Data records
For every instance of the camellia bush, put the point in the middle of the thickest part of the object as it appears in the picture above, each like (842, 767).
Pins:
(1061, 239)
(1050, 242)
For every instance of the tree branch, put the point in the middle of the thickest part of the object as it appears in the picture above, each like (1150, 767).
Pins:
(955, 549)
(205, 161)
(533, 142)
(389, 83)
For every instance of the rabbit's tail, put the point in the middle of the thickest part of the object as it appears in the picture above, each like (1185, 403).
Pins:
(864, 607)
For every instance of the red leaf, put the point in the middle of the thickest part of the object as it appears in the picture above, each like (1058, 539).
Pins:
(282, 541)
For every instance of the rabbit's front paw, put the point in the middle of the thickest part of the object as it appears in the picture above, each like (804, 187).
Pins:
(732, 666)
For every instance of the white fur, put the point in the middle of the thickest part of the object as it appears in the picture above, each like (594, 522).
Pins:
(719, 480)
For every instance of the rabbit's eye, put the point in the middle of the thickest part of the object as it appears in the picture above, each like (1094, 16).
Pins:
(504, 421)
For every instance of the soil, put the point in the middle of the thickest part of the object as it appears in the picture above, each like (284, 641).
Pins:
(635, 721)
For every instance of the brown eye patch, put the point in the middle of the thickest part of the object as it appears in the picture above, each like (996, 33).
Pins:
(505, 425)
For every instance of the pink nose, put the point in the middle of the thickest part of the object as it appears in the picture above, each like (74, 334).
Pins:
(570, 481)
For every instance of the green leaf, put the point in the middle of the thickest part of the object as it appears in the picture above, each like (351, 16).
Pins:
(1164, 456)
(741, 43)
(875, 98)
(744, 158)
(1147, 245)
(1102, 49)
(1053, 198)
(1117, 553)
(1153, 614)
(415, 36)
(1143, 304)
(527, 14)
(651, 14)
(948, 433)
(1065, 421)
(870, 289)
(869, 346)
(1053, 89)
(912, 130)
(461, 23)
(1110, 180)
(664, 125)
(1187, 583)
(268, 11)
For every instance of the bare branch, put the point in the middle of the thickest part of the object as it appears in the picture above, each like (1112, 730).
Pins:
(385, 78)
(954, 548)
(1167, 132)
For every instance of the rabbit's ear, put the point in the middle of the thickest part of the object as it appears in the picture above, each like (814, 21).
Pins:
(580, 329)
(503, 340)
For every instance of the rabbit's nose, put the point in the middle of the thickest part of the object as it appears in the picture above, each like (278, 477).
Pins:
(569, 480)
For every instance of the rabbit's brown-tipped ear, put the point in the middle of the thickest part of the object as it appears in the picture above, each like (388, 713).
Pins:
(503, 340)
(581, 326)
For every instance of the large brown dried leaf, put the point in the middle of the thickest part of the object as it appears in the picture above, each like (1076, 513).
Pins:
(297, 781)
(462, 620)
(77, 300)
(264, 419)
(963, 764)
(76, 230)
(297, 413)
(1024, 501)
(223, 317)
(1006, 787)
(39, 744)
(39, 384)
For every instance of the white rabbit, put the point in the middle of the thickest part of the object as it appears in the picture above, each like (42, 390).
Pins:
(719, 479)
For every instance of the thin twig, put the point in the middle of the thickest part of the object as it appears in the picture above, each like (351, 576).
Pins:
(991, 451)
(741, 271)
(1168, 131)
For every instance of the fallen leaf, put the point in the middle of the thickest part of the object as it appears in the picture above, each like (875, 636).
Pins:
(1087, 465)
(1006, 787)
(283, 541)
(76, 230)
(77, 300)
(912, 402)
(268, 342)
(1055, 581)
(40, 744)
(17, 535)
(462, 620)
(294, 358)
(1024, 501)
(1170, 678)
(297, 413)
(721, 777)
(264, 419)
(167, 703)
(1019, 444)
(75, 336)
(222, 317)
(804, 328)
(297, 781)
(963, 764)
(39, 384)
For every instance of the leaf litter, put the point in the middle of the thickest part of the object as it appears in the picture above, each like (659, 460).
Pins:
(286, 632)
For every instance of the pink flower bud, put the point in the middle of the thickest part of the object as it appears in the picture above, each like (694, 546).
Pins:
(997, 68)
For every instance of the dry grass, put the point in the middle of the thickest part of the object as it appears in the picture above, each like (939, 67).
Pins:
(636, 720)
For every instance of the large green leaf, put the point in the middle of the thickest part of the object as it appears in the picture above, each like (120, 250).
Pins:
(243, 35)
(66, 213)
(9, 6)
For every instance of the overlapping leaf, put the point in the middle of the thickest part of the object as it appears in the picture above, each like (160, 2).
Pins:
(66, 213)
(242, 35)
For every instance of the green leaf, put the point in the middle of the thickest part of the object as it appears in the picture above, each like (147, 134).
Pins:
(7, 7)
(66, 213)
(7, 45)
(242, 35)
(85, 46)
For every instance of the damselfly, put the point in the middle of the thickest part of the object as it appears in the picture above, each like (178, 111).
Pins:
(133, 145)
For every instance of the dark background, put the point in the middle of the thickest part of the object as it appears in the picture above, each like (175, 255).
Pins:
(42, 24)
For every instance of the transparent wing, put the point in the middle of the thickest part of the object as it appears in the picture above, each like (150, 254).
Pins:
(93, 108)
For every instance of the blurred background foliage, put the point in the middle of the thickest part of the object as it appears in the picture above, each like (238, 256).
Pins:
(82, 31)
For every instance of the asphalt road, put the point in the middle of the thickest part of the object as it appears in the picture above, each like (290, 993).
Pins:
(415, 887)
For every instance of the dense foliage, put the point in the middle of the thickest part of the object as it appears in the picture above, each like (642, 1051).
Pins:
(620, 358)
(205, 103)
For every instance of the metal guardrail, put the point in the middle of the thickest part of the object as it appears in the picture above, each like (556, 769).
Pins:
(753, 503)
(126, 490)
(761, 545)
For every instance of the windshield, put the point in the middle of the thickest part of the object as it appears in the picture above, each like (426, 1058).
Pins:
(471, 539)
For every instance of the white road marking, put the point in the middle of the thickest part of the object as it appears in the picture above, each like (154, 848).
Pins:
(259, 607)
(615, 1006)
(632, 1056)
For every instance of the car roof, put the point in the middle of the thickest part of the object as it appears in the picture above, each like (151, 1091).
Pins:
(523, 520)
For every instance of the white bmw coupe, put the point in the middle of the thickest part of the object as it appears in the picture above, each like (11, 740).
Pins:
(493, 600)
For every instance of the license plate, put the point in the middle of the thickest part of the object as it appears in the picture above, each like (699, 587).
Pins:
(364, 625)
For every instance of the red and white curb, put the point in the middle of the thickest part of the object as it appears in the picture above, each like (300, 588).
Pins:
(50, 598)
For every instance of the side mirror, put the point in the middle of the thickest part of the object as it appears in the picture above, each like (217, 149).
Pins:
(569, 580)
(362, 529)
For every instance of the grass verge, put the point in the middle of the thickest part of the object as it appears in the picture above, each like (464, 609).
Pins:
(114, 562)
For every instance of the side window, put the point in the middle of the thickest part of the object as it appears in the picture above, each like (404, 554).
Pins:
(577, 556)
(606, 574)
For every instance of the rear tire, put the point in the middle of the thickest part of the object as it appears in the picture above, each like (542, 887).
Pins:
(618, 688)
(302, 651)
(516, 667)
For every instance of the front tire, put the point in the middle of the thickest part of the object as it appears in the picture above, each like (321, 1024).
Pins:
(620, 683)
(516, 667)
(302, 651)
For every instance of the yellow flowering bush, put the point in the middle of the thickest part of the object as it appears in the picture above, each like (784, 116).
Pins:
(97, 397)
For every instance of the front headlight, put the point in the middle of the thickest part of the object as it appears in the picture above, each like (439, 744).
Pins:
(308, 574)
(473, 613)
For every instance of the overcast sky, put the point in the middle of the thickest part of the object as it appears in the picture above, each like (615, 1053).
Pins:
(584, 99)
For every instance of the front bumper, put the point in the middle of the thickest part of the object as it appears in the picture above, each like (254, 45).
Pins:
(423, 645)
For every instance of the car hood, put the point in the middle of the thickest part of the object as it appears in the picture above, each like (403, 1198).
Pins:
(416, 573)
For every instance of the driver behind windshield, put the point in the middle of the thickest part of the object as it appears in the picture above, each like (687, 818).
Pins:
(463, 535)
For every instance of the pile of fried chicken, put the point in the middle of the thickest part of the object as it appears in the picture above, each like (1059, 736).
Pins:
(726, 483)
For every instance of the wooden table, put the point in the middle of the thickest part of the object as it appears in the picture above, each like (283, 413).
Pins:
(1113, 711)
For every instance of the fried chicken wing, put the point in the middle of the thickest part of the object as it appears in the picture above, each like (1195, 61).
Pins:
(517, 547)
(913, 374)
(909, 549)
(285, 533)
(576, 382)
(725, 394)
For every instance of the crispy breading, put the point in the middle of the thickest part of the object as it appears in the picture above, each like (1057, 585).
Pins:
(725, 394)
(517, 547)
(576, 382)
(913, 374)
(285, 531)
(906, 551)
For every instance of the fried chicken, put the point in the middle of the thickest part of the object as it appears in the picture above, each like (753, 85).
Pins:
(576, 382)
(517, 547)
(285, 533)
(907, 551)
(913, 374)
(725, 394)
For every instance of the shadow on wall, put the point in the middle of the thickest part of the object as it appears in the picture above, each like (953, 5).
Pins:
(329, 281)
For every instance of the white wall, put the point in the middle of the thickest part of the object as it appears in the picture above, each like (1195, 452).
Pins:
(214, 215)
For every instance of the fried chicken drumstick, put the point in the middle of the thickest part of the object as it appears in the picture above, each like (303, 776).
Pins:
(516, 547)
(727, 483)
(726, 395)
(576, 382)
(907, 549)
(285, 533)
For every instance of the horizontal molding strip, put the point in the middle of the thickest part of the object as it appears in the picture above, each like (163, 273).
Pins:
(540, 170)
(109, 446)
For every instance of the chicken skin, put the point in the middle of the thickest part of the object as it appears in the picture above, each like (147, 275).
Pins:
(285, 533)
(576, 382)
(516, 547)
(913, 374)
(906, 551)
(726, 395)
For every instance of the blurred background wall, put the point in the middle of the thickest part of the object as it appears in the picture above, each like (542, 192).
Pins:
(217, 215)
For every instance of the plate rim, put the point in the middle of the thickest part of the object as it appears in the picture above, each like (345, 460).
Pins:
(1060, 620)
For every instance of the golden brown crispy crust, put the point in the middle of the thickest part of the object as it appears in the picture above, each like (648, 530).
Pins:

**Stated problem:**
Copy the rows word for word, starting at the line containing "For every instance of the driver" and ending at the line containing "(1113, 711)".

**Completed task:**
For every instance of the driver behind windshield, put the point in the middle of the thickest part of the object as it appears in the picture above, each like (687, 818).
Pins:
(463, 535)
For every instance of the pile of fried chicken, put the point in the middle of the thickest part of the object as it appears in the picture above, each like (1059, 736).
Pins:
(726, 483)
For every instance of the wooden table, put the point in the middle of the thickest part of the object as it appears in the picture above, each like (283, 413).
Pins:
(1113, 711)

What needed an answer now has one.